- [What is needed]: Exactly those lines running from the one containing "query | fence post" to the end of the material are to be printed, and no others.

● ● ● ● ● ● ●

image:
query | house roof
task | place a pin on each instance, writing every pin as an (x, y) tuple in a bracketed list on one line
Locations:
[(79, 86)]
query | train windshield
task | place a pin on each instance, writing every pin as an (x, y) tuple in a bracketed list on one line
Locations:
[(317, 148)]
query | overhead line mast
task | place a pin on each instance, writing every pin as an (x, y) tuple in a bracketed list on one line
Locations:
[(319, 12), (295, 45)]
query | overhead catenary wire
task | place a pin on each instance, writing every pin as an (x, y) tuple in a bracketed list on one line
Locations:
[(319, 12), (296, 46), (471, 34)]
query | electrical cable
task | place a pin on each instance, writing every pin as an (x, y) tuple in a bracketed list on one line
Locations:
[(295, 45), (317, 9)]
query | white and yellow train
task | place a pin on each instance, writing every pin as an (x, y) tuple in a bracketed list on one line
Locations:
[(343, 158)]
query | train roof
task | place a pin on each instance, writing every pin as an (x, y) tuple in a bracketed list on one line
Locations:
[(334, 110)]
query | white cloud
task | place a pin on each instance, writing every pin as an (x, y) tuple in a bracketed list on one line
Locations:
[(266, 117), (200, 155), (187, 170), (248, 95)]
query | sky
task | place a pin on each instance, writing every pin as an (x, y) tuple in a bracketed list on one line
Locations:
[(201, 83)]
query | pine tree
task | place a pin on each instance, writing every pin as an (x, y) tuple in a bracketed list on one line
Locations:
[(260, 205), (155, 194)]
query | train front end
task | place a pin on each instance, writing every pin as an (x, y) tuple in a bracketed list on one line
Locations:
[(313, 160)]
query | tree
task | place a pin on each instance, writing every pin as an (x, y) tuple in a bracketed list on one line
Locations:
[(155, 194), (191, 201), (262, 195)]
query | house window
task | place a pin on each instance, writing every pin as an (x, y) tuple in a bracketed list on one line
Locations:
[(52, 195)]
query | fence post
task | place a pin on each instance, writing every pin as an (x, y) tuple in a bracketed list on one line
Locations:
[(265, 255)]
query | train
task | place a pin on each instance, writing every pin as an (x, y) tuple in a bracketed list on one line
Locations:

● ● ● ● ● ● ●

- [Result]:
query | fence post
task | place a pin on each instance, writing every pin as an (x, y) tuple in a bracketed list on one line
Locations:
[(265, 255)]
query | train
task | place a pin on each instance, writing every pin as an (x, y) tuple in a bracketed list on one line
Locations:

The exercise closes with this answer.